The problem: Report each line of the entries below that has the word "correct" in it.

================

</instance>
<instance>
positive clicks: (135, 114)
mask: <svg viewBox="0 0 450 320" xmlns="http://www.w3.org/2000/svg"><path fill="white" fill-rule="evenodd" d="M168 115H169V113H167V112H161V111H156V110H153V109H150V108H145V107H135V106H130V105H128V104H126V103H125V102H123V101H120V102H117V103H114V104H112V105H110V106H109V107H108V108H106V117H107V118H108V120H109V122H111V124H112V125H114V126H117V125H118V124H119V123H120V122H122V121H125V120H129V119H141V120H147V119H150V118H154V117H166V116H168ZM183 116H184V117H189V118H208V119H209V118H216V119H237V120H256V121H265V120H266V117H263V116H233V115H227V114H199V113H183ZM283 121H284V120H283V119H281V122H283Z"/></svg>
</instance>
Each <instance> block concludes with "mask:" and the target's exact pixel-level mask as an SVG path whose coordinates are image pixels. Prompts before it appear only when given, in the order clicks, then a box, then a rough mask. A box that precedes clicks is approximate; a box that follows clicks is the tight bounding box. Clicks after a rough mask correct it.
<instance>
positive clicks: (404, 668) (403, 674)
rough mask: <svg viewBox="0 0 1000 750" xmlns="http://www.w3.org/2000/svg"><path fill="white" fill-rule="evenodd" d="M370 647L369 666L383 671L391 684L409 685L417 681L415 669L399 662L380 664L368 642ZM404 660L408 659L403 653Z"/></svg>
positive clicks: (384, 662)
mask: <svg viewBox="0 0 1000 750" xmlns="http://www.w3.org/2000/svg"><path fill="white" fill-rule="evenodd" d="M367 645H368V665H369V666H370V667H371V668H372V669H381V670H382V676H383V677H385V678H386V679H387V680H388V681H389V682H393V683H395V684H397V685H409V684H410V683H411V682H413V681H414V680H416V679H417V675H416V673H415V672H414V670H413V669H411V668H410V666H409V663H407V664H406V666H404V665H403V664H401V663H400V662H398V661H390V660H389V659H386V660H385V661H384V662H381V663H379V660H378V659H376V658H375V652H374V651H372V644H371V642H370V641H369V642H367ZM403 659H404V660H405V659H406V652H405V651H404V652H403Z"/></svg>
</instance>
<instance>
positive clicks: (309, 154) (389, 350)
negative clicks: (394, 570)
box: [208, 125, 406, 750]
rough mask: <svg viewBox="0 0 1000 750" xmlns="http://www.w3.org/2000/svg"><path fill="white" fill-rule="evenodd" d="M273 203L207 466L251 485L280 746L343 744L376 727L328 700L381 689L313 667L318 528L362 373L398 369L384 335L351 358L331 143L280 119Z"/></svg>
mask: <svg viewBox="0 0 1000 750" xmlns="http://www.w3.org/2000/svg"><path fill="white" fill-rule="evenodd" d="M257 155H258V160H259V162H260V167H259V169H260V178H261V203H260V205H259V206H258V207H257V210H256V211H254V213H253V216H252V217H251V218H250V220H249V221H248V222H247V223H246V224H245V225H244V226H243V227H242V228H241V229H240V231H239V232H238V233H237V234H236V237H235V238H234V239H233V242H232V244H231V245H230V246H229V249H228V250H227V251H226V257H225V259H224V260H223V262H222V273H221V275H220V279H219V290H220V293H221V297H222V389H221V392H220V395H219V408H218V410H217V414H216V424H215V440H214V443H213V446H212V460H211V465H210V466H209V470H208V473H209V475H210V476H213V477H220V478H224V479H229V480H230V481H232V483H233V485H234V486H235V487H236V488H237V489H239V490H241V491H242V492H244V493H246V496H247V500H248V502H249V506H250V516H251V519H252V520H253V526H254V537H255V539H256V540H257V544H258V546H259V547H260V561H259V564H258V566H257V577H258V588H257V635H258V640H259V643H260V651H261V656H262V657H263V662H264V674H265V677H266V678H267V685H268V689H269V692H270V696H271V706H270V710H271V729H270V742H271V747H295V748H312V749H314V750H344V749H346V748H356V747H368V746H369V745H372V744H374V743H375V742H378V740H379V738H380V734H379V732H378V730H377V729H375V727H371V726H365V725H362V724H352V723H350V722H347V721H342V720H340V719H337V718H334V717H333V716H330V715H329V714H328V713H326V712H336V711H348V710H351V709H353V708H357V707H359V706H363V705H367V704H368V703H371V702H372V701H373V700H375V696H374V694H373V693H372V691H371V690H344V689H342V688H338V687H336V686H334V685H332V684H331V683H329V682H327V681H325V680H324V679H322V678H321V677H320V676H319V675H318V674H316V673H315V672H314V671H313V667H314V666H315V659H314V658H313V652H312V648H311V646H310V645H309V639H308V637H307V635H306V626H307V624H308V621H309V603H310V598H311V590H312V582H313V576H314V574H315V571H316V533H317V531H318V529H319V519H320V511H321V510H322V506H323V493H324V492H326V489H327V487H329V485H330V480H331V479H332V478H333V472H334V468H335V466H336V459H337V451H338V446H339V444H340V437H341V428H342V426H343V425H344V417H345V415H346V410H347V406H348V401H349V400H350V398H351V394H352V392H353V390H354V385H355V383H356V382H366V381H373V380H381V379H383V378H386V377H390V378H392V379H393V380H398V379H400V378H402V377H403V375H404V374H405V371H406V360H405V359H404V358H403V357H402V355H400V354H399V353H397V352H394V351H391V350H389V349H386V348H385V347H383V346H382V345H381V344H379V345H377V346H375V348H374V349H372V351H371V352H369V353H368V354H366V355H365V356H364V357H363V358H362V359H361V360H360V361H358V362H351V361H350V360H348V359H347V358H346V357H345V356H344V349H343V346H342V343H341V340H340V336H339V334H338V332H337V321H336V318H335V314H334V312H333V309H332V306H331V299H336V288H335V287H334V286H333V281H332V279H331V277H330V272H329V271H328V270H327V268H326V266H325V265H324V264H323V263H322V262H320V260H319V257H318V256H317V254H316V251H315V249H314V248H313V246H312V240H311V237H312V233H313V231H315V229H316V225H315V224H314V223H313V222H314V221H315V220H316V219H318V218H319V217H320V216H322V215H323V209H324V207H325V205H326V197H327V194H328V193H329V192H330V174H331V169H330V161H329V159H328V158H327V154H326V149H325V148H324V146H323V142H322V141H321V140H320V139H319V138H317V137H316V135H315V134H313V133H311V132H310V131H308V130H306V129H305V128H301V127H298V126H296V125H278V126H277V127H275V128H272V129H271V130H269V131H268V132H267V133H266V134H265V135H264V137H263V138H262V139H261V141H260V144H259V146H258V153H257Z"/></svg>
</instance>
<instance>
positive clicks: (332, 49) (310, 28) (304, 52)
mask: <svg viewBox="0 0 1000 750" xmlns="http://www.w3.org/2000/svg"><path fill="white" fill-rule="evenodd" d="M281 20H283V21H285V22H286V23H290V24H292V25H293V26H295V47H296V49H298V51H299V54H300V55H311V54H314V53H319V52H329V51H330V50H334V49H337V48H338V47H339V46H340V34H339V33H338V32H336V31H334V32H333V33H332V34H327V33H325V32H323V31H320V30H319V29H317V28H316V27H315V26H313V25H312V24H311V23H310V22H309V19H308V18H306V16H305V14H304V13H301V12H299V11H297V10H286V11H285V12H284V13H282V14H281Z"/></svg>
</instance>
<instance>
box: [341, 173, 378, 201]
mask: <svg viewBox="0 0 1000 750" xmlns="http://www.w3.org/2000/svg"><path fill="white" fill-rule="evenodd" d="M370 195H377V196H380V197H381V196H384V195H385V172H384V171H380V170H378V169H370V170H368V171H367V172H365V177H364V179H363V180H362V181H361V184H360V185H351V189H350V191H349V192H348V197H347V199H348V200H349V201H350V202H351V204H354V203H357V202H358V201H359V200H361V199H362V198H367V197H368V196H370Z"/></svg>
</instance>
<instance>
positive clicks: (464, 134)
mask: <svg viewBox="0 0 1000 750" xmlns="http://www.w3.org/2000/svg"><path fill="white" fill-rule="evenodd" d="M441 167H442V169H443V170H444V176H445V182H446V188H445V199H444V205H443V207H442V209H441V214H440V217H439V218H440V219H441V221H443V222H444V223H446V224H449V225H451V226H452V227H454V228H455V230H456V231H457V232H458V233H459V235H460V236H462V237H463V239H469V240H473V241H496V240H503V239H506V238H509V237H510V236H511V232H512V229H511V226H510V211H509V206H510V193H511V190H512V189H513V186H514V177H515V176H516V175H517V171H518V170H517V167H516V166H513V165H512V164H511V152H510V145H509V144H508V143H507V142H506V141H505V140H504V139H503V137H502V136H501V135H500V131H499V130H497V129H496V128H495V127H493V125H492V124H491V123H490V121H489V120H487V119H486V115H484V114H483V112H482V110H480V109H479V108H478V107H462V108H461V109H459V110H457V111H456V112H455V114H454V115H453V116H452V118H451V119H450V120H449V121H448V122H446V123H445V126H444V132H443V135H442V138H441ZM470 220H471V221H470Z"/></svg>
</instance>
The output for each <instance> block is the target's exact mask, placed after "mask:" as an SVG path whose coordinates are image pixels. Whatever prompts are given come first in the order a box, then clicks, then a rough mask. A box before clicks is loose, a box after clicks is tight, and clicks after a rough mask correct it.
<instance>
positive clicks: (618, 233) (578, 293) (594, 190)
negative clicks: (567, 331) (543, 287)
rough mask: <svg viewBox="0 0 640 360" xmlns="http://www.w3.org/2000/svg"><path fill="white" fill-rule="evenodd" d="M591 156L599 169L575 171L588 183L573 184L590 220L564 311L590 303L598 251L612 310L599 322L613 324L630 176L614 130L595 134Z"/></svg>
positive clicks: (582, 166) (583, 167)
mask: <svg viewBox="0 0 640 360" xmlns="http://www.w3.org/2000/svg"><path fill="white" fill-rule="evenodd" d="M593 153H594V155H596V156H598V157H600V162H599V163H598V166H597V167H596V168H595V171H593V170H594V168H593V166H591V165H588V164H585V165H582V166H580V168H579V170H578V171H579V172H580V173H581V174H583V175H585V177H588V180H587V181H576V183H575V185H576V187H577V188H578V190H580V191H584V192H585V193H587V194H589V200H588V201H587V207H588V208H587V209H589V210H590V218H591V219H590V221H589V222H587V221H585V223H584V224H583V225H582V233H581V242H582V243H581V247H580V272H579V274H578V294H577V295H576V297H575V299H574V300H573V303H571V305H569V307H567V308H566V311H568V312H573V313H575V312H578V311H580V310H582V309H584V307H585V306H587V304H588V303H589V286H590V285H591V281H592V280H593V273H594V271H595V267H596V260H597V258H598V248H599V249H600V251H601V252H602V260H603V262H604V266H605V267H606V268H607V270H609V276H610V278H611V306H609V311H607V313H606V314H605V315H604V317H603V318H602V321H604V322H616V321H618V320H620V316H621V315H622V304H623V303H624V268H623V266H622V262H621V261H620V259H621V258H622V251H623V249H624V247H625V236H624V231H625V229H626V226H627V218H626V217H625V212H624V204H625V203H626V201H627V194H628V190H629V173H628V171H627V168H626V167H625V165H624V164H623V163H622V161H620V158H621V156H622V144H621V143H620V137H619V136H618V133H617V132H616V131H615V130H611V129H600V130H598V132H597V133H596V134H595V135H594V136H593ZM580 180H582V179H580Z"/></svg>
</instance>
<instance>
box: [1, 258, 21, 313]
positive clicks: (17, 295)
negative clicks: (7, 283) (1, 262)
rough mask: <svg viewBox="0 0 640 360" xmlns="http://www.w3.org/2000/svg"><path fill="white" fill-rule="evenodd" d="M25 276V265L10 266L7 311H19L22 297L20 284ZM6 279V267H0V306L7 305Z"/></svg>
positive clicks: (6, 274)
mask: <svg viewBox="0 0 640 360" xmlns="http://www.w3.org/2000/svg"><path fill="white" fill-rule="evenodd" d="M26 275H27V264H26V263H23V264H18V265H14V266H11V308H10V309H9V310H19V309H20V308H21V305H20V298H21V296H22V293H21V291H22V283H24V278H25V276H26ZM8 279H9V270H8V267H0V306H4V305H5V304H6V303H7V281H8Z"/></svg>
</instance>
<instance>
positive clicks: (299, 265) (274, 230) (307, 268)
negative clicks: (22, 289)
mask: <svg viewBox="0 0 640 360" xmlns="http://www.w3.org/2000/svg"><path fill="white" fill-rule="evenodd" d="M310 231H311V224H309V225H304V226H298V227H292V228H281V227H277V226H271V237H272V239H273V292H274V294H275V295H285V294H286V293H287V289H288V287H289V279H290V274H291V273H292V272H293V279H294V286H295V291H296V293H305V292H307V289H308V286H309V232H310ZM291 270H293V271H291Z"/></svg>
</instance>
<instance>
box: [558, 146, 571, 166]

================

Response to the task:
Each <instance> block concludes with "mask:" and the target's exact pixel-level mask as an SVG path whose coordinates are image pixels. Prompts before it appear only when given, in the order clicks, then a box, then a rough mask. A box that precedes clicks is approximate; a box that follows clicks is the tight bounding box. Clicks after a rough mask correct it.
The output for each <instance> block is the target's exact mask, placed after "mask:" as an SVG path whose coordinates are image pixels. Whatever prompts are given come first in the order a box, then clicks, then a rough mask. A box before clicks is loose, a box after clicks is tight, and clicks after a rough mask correct it.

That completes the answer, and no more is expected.